## [Page text]

Receiver Operating Characteristic Curve

  • a graphical plot that explains how well a binary classifier system performs as the threshold at which it calls a data point as positive is varied.
  • ROC graphs were originally used in the communications area to look at false alarm rates.
  • The x-axis is the false positive
  • The y-axis is the true positive rate (sensitivity, recall)
  • ROC graphs contain all the information in the confusion matrix.
    • TPR(=TP/(TP+FN)), FPR(=FP/(FP+TN))
  • a visual tool to compare trade-offs between the ability of a classifier to correctly identify positive cases and the number of negative cases that are incorrectly identified.
  • an essential evaluation metric for checking the performance of a classification model.

AUC

Area Under the ROC Curve

  • AUC 0: the model predicts a negative class as a positive class and vice versa.
  • AUC 0.5: the model has no discriminative capacity to differentiate between negative class and positive class
    • diagonal line from (0,0) to (1,1)
  • AUC 0.7: 70% chance that the model will be able to differentiate between the positive and negative classes.
  • AUC 1: the model predicts all positive class as positive class and all negative class as negative class.
  • ROC is a probability curve and AUC represents the degree of separability
  • It shows how capable the model is of differentiating between the classes.

Training/testing split

  • train-test split procedure is used to estimate the performance of machine learning algorithms
  • should not be used
    • when the dataset is small
    • when the dataset is imbalanced
    • where additional configuration is required
    • train_test_split(..., stratify=y)
  • most common approach to validate model performance
    • traning data is 80%
    • testing data is 20%

k-fold cross-validation

  • helps select the model which will perform best on unseen data
  • overcoming the problem of overfitting and underfitting.
  • a parameter called k defines the number of portions that a given data sample will be split into.
  • k-fold cross-validation has less bias because it ensures that every single discovery from the main dataset has a chance to appear in both training and test sets.
Iteration of a 5-fold cross-validation

# X = Test set
# T = Train set
1st fold : XXXX TTTTTTTTTTTTT
2nd fold : TTTT XXXX TTTTTTTT
3rd fold : TTTTTT XXXX TTTTTT
4th fold : TTTTTTTT XXXX TTTT
5th fold : TTTTTTTTTTTTT XXXX
k = 3
dataset = [1, 2, 3, 4, 5, 6]

fold1 = [5, 2]
fold2 = [1, 3]
fold3 = [4, 6]
  • Model1 will be trained on fold1 and fold2, and tested on fold3
  • Model2 will be trained on fold2 and fold3, and tested on fold1
  • Model3 will be trained on fold1 and fold3, and tested on fold2
  • we can take the accuracy as the average of all rounds to get the final accuracy.

Bias-variance decomposition

a formal method for understanding the prediction error of a model.

  • the average of the distance between the target and model predictions.
  • simple model: High bias, Low variance → Underfitting
    • not complex, high error component
  • complex model: Low bias, High variance → Overfitting
    • quite sensitive to the specific training set

Bias

the average of the distance between the target and model predictions.

  • how well the model can do for any training set.
  • the difference between the expected value and the parameter that we want to estimate
  • Bias=E[θ^]θ\text{Bias} = E[\hat{\theta}] - \theta
    • If the bias is exactly zero, the estimator is unbiased
    • If the bias is greater than zero, the estimator is positively biased
    • If the bias is less than zero, the estimator is negatively biased

Variance

the deviation between the average prediction value and the predicted value.

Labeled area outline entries

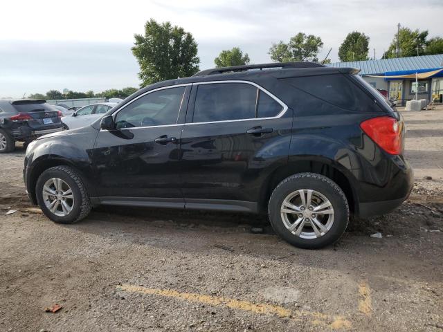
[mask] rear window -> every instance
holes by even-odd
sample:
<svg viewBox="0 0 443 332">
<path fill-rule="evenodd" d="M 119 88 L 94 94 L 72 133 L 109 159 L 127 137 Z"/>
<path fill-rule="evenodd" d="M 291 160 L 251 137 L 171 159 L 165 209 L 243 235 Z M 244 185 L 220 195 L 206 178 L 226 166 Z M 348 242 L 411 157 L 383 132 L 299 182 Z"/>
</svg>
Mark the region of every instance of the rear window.
<svg viewBox="0 0 443 332">
<path fill-rule="evenodd" d="M 306 93 L 306 100 L 321 113 L 341 109 L 354 111 L 373 111 L 374 100 L 343 75 L 327 75 L 283 79 L 283 82 Z M 314 110 L 313 110 L 314 111 Z"/>
</svg>

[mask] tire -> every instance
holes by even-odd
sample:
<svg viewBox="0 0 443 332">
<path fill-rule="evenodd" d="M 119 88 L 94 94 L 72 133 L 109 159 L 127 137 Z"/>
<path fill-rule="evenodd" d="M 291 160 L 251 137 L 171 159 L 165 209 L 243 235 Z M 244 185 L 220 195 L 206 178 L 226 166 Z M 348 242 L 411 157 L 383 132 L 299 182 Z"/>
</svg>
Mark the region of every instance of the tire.
<svg viewBox="0 0 443 332">
<path fill-rule="evenodd" d="M 307 203 L 308 190 L 310 208 L 302 201 L 302 192 Z M 274 231 L 293 246 L 305 249 L 323 248 L 338 240 L 346 230 L 350 215 L 347 200 L 340 187 L 314 173 L 300 173 L 280 182 L 271 196 L 268 212 Z"/>
<path fill-rule="evenodd" d="M 64 192 L 68 193 L 69 190 L 66 188 L 71 190 L 72 195 L 71 193 L 66 195 L 66 206 L 71 209 L 67 213 L 65 212 L 63 202 L 60 201 L 58 204 L 56 203 L 58 208 L 55 212 L 51 211 L 50 207 L 47 206 L 47 204 L 50 204 L 51 201 L 53 202 L 54 199 L 52 199 L 54 198 L 54 196 L 52 194 L 48 196 L 48 192 L 44 193 L 44 186 L 48 187 L 54 191 L 57 187 L 53 185 L 55 182 L 52 180 L 53 178 L 62 181 L 62 185 L 59 186 L 59 187 L 62 187 L 60 191 L 65 190 Z M 58 181 L 55 182 L 58 183 Z M 53 185 L 48 185 L 48 183 L 52 183 Z M 91 211 L 91 201 L 83 181 L 78 172 L 69 166 L 56 166 L 42 173 L 37 181 L 35 192 L 37 201 L 42 211 L 48 218 L 55 223 L 73 223 L 86 217 Z M 72 196 L 72 199 L 68 199 L 68 196 Z"/>
<path fill-rule="evenodd" d="M 0 129 L 0 154 L 7 154 L 15 149 L 15 141 L 4 129 Z"/>
</svg>

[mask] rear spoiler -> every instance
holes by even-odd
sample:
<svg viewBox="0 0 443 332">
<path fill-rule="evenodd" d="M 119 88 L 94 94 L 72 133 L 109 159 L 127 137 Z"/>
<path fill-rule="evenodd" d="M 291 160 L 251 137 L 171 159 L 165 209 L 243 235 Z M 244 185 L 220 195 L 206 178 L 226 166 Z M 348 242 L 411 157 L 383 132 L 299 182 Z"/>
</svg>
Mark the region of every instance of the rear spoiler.
<svg viewBox="0 0 443 332">
<path fill-rule="evenodd" d="M 26 105 L 28 104 L 44 104 L 46 101 L 44 99 L 22 99 L 11 102 L 12 105 Z"/>
</svg>

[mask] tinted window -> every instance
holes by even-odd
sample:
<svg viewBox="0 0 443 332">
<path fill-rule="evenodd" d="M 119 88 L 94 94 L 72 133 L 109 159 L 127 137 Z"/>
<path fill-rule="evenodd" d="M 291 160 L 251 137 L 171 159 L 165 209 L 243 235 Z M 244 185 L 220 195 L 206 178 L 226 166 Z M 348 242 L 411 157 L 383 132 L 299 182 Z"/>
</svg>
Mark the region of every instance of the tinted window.
<svg viewBox="0 0 443 332">
<path fill-rule="evenodd" d="M 94 108 L 94 105 L 86 106 L 82 109 L 79 109 L 77 111 L 78 116 L 89 116 L 89 114 L 92 114 L 92 110 Z"/>
<path fill-rule="evenodd" d="M 117 113 L 117 128 L 174 124 L 185 89 L 165 89 L 137 99 Z"/>
<path fill-rule="evenodd" d="M 373 111 L 374 107 L 373 100 L 343 75 L 293 77 L 283 81 L 323 102 L 322 113 L 327 113 L 327 104 L 362 111 Z"/>
<path fill-rule="evenodd" d="M 97 105 L 96 107 L 96 114 L 102 114 L 107 112 L 111 107 L 106 105 Z"/>
<path fill-rule="evenodd" d="M 245 83 L 198 86 L 194 122 L 251 119 L 255 116 L 257 89 Z"/>
<path fill-rule="evenodd" d="M 258 98 L 257 118 L 271 118 L 282 111 L 283 107 L 269 95 L 263 91 L 260 92 Z"/>
</svg>

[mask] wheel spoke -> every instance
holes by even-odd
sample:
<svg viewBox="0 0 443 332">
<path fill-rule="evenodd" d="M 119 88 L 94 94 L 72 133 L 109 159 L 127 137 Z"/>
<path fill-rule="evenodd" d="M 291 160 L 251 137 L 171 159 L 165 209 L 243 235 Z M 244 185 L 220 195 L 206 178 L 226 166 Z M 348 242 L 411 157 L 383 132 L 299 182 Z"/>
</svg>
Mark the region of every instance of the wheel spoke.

## [Required actions]
A – For each statement, answer yes or no according to the notes on model evaluation, and quote the exact words that decide it. (i) ROC graphs were first used in the communications area to examine false alarm rates. (ii) An AUC of 0.5 means the model separates the positive and negative classes perfectly. (iii) A complex model has low bias and high variance, which leads to overfitting.
B – Write the next part of the notes on model evaluation, starting after the definition of variance.
The entries were taken from a different source than the notes on model evaluation.

## [Written answers]
A –
(i) Yes: "ROC graphs were originally used in the communications area to look at false alarm rates."
(ii) No: "AUC 0.5: the model has no discriminative capacity to differentiate between negative class and positive class"
(iii) Yes: "complex model: Low bias, High variance → Overfitting"

B –
  • Classifier error is also affected by variability in the training data because different training sets lead to different decision boundaries.
  • High variance: it produces different results for different training sets.
    • sensitive to the particular training set.
    • models with less parameters tend to have lower variance.
  • Var(θ^)=E[(θ^E[θ^])2]Var(\hat{\theta}) = E[(\hat{\theta} - E[\hat{\theta}])^2]

Noise

changes in the target value

  • objects with the same attribute values leading to different class labels.
  • these errors are unavoidable even when you know the correct decision boundary.

Evaluating

Underfitting

the model did not capture enough patterns in the data

  • The model provides poor performance on both the training and the test set.
  • Reasons:
    • The training model is not trained as tightly as possible.
    • The model is not able to learn more.
      • model is not suitable for the task.
  • Avoid underfitting by:
    • using more training data
    • choosing / training a more complex model
    • increase the number of parameters in the model, the type or complexity of the model, or the traninig time till a cost function is minimized.

Overfitting

the model captures noise and patterns which do not generalize well to new data.

  • The model has extremely good performance on the training set, but poor performance on the test set.
  • Reasons:
    • the training data is not a perfect standard
  • Avoid overfitting by:
    • regularization
    • pruning (parameters, strucutres of classifiers)
    • reducing the descriptive length (minimize the sum of the model's complexity and the dscription of the traning data)
    • optimization (use a separate subset for validating the model)
    • expansion (use or generate more training data)
      • adding synthetic samples to the dataset.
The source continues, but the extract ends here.